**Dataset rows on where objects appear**

____________________

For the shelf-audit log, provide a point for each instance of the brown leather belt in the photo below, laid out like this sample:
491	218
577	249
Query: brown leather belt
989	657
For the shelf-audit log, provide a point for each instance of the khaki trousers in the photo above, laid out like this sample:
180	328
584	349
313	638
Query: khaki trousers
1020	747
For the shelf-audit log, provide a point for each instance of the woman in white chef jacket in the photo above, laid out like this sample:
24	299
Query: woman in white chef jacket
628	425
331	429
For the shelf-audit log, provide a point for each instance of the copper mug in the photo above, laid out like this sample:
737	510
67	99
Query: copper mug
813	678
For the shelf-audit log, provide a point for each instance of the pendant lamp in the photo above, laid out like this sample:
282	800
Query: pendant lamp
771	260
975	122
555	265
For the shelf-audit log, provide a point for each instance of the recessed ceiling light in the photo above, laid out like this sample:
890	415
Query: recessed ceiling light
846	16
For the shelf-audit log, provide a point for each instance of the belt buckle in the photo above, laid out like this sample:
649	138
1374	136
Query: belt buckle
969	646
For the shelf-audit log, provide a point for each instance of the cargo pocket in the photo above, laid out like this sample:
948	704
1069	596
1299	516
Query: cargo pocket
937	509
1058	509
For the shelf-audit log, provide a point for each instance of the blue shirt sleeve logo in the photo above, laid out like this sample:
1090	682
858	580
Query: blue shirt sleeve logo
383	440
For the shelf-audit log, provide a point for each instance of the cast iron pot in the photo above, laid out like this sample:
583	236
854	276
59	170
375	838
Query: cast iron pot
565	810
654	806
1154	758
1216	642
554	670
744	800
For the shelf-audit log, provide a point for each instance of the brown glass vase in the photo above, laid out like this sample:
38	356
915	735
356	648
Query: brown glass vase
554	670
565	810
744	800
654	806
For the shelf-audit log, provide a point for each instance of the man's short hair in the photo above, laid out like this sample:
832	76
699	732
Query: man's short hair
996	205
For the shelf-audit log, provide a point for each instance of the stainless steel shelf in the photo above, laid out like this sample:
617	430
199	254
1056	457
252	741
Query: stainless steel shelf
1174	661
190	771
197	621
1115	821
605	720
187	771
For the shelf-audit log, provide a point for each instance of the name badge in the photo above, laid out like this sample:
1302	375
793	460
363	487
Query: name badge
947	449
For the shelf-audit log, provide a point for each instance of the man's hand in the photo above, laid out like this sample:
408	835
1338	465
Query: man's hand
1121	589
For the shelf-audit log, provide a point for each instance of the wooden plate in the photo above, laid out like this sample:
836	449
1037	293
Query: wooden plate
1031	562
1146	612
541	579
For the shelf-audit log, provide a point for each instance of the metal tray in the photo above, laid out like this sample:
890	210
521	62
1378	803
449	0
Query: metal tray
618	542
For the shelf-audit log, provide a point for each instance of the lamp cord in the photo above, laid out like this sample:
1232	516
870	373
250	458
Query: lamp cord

____________________

Restate the whole of the material exactly.

**Final result**
For the shelf-audit log, provide a point for each instance of the brown leather belt in the photo below, laid out like this sample:
491	218
577	249
Query: brown leather belt
989	657
For the shelf-audit log, provide a point for each instance of the khaki trousers in the photo above, laid out like this sample:
180	328
584	349
313	638
Query: khaki trousers
1020	747
For the shelf-audit log, provide a point for each instance of the woman in white chef jacket in the photo above, laid out like this sample:
24	299
Query: woman in white chef jacket
628	425
331	429
For the shelf-audit log, provide a point for each instance of the copper mug in the photo above, laid out like this sample:
737	510
67	99
Query: copper mug
813	678
For the shelf-audit log, provide a point for each instance of the pendant lamp in the photo above, laid out like this sample:
282	800
Query: pendant lamp
771	260
975	122
555	265
For the shelf-audit log, provide a point for each instance of the recessed ceiling light in the photo above, laid out like this sample:
890	415
Query: recessed ceiling light
846	16
For the shelf-audit log, provide a point for each instance of the belt buckle in the photo above, laid out like this sample:
649	138
1374	136
Query: belt buckle
969	646
For the shelf-audit log, provide a point for each instance of the cargo pocket in the photo above, laid out like this sample:
948	704
1069	596
1299	516
Query: cargo pocket
937	509
1058	509
For the shelf-audit log, provide a point for each instance of the blue shirt sleeve logo in the photo above, laid out like this sample:
1090	682
858	580
Query: blue shirt sleeve logo
383	440
For the shelf-audit log, provide a point for each instance of the cast iron pot in the photo above, laid out like this sample:
583	236
854	276
59	170
375	838
Query: cast iron pot
565	810
654	806
1154	758
1216	642
554	670
744	800
For the shelf-audit log, provide a point for each instance of the brown glass vase in the photo above, laid out like this sample:
38	356
915	735
356	648
Query: brown glass vase
554	670
565	810
744	800
654	806
For the shelf-audit log, provide a point for each instance of the man's short hair in the photo above, laid out like this sample:
832	76
699	732
Query: man's short hair
996	205
For the shelf-audit log, provide a point for each instance of the stainless steel shelf in the photo above, laid out like this sample:
617	430
199	254
1056	457
252	741
Query: stainless steel shelf
1174	661
190	771
197	621
1115	821
605	720
187	771
For the shelf-audit log, provide a point for each instance of the name badge in the photo above, laid out like this sample:
1302	375
793	460
363	487
Query: name badge
947	449
For the shelf-audit log, provide a point for each instance of the man's hand in the photo above, laid out like this sample:
408	835
1338	465
Query: man's hand
1121	589
For the shelf-audit log, provide a point for each instance of the wooden plate in the photo above, laid out like this sample:
836	449
1037	293
Query: wooden plate
1031	562
1146	612
541	579
For the shelf-audit log, provide a point for each instance of the metal tray in the photo above, laid out like this sample:
890	210
521	62
1378	803
449	0
Query: metal tray
618	542
For the shelf-audit log, provide a point for each instance of the lamp cord in the photo above, laid out like this sample:
1232	516
870	373
250	458
Query: lamp cord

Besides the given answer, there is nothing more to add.